- _GIVEN PROBLEM 1_
Report how many lines of the records below contain the word "floor", giving the number alone.

- _EXTRACT TO READ_

And this is Icon. Icon is our office portion. And the difference in demand between multifamily and office here in Silicon Valley is there’s still a strong demand for office. It’s just that developers here in the Valley, we can build the office fast enough to meet the demand. So whenever we build new office, we know we’re going to be competing for those top quality tenants. And there are certain aspects of the project that are must haves in order to be successful. And this project, of course, has all of those things or else we wouldn’t be doing it. The first is, you know, the old mantra, location, location, location. We talked about the project’s fantastic location in the downtown core of San Jose. But, you know, San Jose competes with all Silicon Valley when it comes to the office market. And so how does downtown San Jose compete? And it really competes because it’s one of the only places you can get space at scale because there’s room to build larger projects. And rents are around 50% of what they are in the city of, say, Palo Alto. So you can get space more cost effectively.
Second thing that we want to see is what I call functionality. Functionality means that we have the right amount of parking, which we have for this building. We have these huge floor plates, so it’s almost 40,000-square feet per floor. I mean, that’s almost an acre of net square footage per floor. That’s really what all the big tech companies want to see these days that come the big fat boy floor plates. We also have 14-foot floor to floor heights. So we have that open airy office feeling and utilizes a lot of indoor outdoor space to really take advantage of the 300 days a year of sunshine that we have here in San Jose. You can see some of our exterior staircases, balconies, and back in this rendering, you can see some of the rooftop decks that we’re putting onto our buildings.
And then the last thing that we have to have when it comes to new office is what I call architectural aesthetic beauty. And we have to have a good looking project. For this project we’re utilizing WR and SSR architect. They’re one of the premier architects for new office in Silicon Valley. They just finished doing Microsoft’s campus up in Mountain View. And they have designed this project. I’m really pleased with how the design has turned out. So those are the two projects in Fund II. What makes Urban Catalyst different than other Opportunity Zone Funds is, you know, we’re not just fund managers, we’re also developers. You know, most other fund managers, that’s what they are. They’re fund managers. And their plan is to go out, you know, raise a ton of money and look all over the country to find developers that have projects located in Opportunity Zones.

- _GIVEN PROBLEM 2_
Resume the talk above about the San Jose office project, starting after its final sentence.

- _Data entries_
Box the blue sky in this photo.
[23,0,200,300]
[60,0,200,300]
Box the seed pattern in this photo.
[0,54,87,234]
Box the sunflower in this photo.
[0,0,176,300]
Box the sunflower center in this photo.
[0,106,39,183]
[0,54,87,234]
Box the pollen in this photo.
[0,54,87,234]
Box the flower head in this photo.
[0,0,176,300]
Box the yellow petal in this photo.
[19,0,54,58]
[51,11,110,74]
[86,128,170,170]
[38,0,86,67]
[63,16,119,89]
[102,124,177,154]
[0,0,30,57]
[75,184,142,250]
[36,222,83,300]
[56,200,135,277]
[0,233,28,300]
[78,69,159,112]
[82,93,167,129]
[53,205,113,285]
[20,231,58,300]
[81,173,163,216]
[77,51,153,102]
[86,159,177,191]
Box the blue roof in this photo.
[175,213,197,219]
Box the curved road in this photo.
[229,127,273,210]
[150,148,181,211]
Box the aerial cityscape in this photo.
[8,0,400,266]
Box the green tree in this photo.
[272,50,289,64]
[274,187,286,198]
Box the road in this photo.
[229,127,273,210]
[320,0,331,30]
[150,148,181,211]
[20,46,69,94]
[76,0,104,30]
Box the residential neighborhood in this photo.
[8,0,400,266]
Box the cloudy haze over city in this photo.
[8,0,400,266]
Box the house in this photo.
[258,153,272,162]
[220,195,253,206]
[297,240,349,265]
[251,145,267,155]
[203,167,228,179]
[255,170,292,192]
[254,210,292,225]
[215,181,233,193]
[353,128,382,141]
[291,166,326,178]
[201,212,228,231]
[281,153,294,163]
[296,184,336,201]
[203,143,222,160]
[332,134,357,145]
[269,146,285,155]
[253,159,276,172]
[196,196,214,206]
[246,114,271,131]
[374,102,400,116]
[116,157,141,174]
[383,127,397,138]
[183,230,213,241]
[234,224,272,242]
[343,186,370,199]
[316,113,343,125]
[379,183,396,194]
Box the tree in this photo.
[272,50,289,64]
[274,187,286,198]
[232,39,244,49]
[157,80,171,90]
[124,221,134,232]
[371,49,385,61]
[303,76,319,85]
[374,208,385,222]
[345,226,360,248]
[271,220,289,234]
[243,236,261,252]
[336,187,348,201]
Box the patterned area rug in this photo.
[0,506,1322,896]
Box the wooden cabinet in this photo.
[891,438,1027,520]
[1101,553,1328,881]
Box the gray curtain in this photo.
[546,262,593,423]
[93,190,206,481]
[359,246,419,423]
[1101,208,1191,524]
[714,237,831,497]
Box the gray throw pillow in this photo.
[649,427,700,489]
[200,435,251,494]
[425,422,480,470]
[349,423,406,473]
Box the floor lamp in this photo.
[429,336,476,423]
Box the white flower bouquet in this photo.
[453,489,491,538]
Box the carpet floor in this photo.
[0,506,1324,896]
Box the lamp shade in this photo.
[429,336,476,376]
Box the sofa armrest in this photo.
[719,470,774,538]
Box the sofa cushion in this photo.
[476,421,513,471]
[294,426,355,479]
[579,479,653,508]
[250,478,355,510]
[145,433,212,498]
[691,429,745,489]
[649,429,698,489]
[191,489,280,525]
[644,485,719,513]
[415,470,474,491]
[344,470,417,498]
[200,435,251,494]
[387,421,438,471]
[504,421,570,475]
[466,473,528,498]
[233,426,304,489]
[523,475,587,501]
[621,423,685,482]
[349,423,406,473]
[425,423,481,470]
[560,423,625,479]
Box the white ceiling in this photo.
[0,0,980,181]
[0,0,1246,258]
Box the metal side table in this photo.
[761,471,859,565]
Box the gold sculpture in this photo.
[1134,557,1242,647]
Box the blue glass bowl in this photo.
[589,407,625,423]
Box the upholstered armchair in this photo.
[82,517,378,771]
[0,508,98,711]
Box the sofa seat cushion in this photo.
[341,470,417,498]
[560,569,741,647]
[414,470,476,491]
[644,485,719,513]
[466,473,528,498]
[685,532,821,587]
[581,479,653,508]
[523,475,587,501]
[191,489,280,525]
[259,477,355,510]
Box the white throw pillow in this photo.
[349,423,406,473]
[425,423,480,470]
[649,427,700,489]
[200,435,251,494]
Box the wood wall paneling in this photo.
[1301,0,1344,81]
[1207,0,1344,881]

- _EXPECTED ANSWER 1_
2

- _EXPECTED ANSWER 2_
You know, of course, here in the Valley, we look at Steve Jobs and Steve Wozniak and we think “These guys go out, you know, raise a bunch of money and hire someone to build them a computer?” And the answer is no. Of course not. They built a computer and then they took it out to the market. That’s exactly what we’re doing here at Urban Catalyst. We are the developers of all of our projects. And we have projects in our portfolio and now we’re taking them out to the market. Another thing that’s important that I like to talk about with any potential investor is, you know, when you hear about Opportunity Zone Funds, and the first thing you hear about is the tax benefits. You know, don’t get me wrong. We got great tax benefits associated with the program. But, you know, if the biggest tax benefit that you’re getting is you’re getting tax free profits after 10 years. You know, there better be profits after 10 years or really what’s the point of the entire program. So understanding the overall real estate market, the asset classes that are being built, and who the developers are that are building the projects. That really matters.
Here at Urban Catalysts, we see ourselves as a solid fundamental real estate equity fund and ground up development company. And we see the Opportunity Zone tax benefits really as just the icing on the cake for our investors. A little bit about me, I’m the founder. I’ve been a developer my entire career. I’ve done several billion dollars’ worth of projects here in the Bay Area. In general, I build institutional quality and scale projects. I don’t know what that means. I’ve build large income-producing assets. Typical exit strategy is to sell to a publicly-traded REIT or a large institutional equity group. There are five partners in total at Urban Catalyst. So when I first started Urban Catalyst, I knew we’d be doing ground up development in downtown San Jose. So really wanted to build an all-star team of downtown San Jose developers, and I did that by bringing on Josh Burrows and Paul Ring.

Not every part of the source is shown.